• Task goal: Rewrite the lines starting at the one containing "point per instance: dark textured" and ending with the final line, replacing "man" with "person" and keeping everything else the same.

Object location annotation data
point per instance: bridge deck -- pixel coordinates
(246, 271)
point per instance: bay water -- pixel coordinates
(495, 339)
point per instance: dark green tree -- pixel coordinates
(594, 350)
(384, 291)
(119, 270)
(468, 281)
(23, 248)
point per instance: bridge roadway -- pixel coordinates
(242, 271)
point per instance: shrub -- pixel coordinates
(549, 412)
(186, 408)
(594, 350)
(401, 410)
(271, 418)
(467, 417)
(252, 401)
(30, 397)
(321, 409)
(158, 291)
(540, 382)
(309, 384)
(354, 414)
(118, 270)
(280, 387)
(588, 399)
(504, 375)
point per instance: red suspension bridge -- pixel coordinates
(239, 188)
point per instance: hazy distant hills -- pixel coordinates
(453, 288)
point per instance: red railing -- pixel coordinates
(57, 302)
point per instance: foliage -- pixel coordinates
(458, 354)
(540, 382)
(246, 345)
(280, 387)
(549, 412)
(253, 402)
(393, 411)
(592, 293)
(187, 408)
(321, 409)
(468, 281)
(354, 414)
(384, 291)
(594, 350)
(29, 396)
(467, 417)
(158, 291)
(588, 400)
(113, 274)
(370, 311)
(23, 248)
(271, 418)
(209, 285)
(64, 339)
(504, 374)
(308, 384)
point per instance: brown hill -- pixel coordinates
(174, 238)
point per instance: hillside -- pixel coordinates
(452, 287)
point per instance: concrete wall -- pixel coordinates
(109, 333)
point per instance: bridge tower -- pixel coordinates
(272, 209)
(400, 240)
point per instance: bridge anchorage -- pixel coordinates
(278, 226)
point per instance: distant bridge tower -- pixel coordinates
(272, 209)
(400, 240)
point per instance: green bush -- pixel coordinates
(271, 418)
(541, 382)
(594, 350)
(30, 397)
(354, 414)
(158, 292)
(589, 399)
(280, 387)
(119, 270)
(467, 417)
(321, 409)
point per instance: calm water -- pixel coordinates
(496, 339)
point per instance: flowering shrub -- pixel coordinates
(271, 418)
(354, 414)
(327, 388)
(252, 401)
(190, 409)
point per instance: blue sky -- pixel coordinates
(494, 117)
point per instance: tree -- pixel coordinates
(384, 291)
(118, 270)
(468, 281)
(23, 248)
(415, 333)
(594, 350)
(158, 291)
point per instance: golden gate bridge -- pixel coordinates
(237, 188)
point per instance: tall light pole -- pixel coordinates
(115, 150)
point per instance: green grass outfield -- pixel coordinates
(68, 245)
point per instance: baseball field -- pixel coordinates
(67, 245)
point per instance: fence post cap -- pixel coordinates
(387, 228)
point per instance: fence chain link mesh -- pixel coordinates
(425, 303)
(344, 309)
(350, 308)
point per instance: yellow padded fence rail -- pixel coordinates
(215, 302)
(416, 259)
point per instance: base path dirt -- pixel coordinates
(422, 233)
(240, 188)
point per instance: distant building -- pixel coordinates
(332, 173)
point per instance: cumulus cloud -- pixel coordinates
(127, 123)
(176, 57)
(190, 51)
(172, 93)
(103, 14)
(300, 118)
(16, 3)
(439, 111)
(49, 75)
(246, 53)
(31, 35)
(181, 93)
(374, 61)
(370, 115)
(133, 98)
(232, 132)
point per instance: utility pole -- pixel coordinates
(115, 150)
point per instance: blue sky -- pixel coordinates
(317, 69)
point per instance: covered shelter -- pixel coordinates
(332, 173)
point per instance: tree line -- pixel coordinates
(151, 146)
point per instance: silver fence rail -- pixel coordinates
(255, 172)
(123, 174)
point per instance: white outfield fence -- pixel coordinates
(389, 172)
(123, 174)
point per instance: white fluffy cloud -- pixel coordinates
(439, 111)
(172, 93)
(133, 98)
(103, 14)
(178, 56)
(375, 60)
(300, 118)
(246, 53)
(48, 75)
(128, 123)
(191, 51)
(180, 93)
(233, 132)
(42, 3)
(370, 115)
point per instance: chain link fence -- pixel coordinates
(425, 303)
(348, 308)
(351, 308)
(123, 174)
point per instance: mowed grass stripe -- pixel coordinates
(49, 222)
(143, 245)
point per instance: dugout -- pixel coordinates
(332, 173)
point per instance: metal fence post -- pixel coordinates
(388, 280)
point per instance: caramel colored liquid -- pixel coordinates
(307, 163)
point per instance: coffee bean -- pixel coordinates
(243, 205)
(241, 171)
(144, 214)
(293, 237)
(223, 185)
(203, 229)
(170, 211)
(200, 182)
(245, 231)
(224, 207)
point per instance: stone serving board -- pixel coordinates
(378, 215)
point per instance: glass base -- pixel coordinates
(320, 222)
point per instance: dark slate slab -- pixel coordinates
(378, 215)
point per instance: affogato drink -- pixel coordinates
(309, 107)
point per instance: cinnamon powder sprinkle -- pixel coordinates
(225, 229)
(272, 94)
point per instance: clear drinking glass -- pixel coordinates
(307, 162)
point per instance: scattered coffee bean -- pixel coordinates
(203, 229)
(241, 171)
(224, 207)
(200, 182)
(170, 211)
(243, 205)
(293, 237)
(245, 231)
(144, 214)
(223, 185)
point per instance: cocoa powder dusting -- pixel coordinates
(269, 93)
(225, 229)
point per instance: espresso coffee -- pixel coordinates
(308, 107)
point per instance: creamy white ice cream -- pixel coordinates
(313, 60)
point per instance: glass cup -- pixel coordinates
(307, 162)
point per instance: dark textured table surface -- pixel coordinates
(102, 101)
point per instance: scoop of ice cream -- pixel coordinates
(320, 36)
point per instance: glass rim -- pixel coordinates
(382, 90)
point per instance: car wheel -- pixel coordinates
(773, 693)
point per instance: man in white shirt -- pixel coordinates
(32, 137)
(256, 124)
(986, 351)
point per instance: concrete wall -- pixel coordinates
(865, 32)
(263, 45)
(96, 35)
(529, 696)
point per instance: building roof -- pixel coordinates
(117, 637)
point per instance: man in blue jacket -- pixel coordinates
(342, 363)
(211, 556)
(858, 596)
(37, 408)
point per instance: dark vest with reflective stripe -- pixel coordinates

• Response to the exercise:
point per instance: dark textured table surface -- pixel coordinates
(102, 101)
point per instance: scoop of ice cream -- pixel coordinates
(320, 36)
point per instance: glass rim -- pixel coordinates
(382, 90)
point per instance: car wheel -- pixel coordinates
(773, 693)
point per instance: person in white shirt -- pixel coordinates
(32, 137)
(256, 124)
(986, 351)
point per instance: concrete wall -- pixel coordinates
(865, 32)
(263, 45)
(96, 35)
(529, 696)
point per instance: building roof -- pixel coordinates
(117, 637)
point per instance: person in blue jacket -- pixel coordinates
(342, 363)
(211, 556)
(858, 596)
(37, 408)
point per instance: dark vest with reflective stripe -- pixel coordinates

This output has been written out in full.